Data excerpts
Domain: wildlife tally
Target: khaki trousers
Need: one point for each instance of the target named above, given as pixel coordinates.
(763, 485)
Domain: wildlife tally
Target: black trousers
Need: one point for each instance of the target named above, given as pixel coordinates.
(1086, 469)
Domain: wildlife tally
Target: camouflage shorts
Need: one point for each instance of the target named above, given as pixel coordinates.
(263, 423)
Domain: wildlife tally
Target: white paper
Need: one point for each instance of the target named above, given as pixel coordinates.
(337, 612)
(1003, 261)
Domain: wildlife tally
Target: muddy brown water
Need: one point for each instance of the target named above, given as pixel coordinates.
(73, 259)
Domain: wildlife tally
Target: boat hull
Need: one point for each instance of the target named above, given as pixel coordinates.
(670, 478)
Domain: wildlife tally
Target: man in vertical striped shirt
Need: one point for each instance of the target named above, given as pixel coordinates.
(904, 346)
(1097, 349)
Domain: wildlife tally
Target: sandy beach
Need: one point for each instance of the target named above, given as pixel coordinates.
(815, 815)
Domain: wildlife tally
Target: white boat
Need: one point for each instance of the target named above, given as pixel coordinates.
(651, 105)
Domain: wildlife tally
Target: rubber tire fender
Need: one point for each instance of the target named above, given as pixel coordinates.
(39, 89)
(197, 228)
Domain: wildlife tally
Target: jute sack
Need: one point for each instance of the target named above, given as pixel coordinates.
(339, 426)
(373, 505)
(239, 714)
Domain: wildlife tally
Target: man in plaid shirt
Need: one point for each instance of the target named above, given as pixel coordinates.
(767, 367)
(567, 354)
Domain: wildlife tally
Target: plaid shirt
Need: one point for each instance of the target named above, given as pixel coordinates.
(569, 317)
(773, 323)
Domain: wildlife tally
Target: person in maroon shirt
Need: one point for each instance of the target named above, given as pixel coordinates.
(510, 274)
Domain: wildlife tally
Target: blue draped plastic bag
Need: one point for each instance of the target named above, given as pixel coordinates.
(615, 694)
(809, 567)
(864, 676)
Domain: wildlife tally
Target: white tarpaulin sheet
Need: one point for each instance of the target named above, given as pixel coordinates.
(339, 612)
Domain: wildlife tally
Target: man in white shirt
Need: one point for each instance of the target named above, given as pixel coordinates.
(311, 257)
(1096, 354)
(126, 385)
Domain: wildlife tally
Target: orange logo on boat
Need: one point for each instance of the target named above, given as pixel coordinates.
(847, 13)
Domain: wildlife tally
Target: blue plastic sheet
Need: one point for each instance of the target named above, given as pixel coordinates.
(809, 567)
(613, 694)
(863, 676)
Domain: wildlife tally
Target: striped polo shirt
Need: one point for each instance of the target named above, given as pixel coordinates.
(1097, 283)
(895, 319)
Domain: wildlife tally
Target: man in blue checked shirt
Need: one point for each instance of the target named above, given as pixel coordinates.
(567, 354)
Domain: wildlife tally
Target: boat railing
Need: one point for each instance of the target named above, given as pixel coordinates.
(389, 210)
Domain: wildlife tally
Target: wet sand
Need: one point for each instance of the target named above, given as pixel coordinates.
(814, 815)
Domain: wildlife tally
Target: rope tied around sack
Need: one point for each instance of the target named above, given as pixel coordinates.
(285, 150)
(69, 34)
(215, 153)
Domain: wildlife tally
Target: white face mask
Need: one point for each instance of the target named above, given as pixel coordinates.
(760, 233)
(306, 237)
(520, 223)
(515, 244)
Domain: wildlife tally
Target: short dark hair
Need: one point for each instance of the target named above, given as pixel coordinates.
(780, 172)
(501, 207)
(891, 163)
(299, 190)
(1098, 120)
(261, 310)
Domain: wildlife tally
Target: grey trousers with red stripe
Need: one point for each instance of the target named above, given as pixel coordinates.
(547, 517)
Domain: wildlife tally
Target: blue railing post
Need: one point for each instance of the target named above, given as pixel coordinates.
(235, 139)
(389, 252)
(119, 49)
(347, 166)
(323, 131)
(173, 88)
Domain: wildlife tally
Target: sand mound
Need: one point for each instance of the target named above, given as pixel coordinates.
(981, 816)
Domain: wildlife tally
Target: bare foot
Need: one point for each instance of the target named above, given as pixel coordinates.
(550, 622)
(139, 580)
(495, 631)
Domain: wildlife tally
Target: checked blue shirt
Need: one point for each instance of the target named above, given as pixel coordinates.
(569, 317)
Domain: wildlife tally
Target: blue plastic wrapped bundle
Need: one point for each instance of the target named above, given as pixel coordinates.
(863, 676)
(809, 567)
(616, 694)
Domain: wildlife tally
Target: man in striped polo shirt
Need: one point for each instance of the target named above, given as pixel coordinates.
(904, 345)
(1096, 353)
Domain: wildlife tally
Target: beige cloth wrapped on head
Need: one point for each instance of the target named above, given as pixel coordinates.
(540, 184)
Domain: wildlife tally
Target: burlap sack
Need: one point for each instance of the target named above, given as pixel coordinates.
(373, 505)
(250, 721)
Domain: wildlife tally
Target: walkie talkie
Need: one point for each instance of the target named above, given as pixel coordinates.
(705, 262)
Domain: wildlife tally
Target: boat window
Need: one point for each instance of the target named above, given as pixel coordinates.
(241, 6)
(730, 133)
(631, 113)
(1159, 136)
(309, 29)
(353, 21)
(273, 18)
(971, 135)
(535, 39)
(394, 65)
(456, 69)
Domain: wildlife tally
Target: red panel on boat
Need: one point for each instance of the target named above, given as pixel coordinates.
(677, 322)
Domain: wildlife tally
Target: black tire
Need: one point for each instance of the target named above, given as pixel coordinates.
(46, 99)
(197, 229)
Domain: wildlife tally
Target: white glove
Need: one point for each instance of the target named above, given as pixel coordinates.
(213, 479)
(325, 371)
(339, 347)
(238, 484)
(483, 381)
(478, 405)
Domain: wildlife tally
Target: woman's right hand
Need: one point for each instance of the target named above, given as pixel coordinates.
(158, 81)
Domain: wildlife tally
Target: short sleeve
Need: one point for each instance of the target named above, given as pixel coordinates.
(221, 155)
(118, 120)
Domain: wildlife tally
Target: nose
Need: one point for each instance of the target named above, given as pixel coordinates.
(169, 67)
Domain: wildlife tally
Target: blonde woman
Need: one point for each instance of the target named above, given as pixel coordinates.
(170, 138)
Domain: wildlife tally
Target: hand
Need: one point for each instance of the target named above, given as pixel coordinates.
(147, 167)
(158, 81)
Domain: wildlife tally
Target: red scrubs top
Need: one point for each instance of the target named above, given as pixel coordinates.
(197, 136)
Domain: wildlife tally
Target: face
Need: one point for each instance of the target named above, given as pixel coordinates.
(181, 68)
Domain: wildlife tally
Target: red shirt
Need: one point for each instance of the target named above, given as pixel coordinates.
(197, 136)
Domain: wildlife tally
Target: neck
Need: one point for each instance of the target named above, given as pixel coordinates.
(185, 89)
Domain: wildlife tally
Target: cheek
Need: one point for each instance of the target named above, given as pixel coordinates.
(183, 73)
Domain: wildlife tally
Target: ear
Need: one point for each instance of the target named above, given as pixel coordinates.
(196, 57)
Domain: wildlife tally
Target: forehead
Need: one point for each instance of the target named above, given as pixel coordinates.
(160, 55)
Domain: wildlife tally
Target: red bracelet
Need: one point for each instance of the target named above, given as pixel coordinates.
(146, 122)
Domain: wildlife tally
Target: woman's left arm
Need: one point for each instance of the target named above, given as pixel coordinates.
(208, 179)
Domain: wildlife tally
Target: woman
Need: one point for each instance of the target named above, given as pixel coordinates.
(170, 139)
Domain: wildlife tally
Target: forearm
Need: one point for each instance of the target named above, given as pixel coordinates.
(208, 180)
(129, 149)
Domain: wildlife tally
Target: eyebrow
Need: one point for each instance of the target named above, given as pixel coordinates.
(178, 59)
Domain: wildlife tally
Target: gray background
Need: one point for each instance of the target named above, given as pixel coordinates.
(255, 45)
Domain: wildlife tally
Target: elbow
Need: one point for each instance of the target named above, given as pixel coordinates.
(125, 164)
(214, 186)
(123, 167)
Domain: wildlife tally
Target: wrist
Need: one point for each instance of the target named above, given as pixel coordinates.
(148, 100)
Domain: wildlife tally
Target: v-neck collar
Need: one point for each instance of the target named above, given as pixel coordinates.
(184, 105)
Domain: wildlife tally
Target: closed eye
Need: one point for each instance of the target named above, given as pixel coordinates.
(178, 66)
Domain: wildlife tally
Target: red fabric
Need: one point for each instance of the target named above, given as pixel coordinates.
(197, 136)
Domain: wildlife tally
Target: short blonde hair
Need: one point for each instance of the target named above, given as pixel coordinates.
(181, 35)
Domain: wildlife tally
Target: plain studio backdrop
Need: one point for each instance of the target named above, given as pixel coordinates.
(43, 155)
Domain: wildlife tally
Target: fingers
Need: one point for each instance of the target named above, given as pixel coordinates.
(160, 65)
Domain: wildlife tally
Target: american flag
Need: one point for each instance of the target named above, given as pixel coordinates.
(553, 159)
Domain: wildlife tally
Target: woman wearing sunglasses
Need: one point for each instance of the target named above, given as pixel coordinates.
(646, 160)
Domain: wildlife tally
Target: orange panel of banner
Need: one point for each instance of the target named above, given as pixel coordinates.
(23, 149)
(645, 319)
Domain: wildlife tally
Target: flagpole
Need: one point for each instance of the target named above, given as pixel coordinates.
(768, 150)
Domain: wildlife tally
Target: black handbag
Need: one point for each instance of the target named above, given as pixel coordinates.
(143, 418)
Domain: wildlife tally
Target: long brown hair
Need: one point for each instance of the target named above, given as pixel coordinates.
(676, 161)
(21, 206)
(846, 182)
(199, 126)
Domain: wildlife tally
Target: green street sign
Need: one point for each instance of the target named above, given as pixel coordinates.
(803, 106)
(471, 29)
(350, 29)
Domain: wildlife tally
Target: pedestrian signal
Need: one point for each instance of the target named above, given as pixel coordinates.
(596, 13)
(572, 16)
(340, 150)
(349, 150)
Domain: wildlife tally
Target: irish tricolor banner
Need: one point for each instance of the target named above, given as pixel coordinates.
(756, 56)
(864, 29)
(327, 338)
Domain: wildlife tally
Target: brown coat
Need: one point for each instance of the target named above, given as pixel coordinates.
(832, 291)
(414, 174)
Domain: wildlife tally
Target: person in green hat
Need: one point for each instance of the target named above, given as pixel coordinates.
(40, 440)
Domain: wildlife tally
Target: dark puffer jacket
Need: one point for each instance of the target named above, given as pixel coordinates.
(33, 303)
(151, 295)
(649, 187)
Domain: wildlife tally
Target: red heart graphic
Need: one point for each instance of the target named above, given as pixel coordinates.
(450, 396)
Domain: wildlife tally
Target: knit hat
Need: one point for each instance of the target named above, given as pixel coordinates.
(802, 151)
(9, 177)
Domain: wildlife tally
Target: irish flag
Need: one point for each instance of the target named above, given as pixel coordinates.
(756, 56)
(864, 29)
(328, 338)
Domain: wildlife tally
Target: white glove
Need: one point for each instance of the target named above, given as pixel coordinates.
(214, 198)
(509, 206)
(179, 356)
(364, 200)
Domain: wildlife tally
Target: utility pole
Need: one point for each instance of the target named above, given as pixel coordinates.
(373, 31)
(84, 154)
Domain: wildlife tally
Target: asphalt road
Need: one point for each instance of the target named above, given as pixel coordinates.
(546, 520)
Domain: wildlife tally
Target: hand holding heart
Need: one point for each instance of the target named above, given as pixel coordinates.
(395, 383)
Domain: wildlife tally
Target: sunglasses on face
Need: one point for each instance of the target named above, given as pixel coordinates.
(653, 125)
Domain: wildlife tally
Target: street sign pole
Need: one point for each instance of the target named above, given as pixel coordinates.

_Activity_. Each line from the top of the data, up to and including the line that contains "Target: blue draped plastic bag", should be set down exactly.

_Exercise solution_.
Domain: wildlife tally
Target: khaki trousers
Need: one point for each instance of the target named above, given as pixel coordinates.
(763, 485)
Domain: wildlife tally
Target: black trousers
Need: one point for each instance of the target named above, given as pixel coordinates.
(1086, 469)
Domain: wildlife tally
Target: camouflage shorts
Need: one point for each instance of the target named above, given as pixel coordinates.
(263, 423)
Domain: wildlife tally
Target: white paper
Need: one point for each instance of the target named above, given as pixel coordinates.
(337, 612)
(1003, 261)
Domain: wildlife tally
Target: muddy brown water
Need: one point for each instance of the target named above, given as pixel coordinates.
(73, 259)
Domain: wildlife tally
Target: boat hull
Need: one point for each instance of the target named above, given as pixel coordinates.
(670, 478)
Domain: wildlife tally
Target: man in vertical striped shirt
Need: one point for each instance of the target named above, given as pixel coordinates.
(904, 346)
(1097, 349)
Domain: wildlife tally
Target: sandy beach
Need: one point for each instance of the target named above, given as pixel coordinates.
(815, 815)
Domain: wildlife tally
Target: white boat
Need: one point for each instance of the target named above, given as pixel coordinates.
(651, 105)
Domain: wildlife tally
Target: rubber tire fender
Need: one point for each instance of the target named above, given as pixel coordinates.
(39, 89)
(197, 228)
Domain: wildlife tally
Target: jute sack
Need: one point for each instance of the target named above, given as pixel coordinates.
(339, 426)
(373, 505)
(239, 714)
Domain: wildlife tally
Target: man in plaid shirt
Need: one point for each instance of the target named above, given as pixel coordinates.
(767, 367)
(567, 354)
Domain: wildlife tally
Target: plaid shirt
Need: one point for each instance of the target named above, given as pixel coordinates.
(569, 317)
(773, 323)
Domain: wildlife tally
Target: person in maroon shirt
Need: one point for each instance of the target named above, given as pixel coordinates.
(510, 274)
Domain: wildlife tally
Target: blue draped plastic bag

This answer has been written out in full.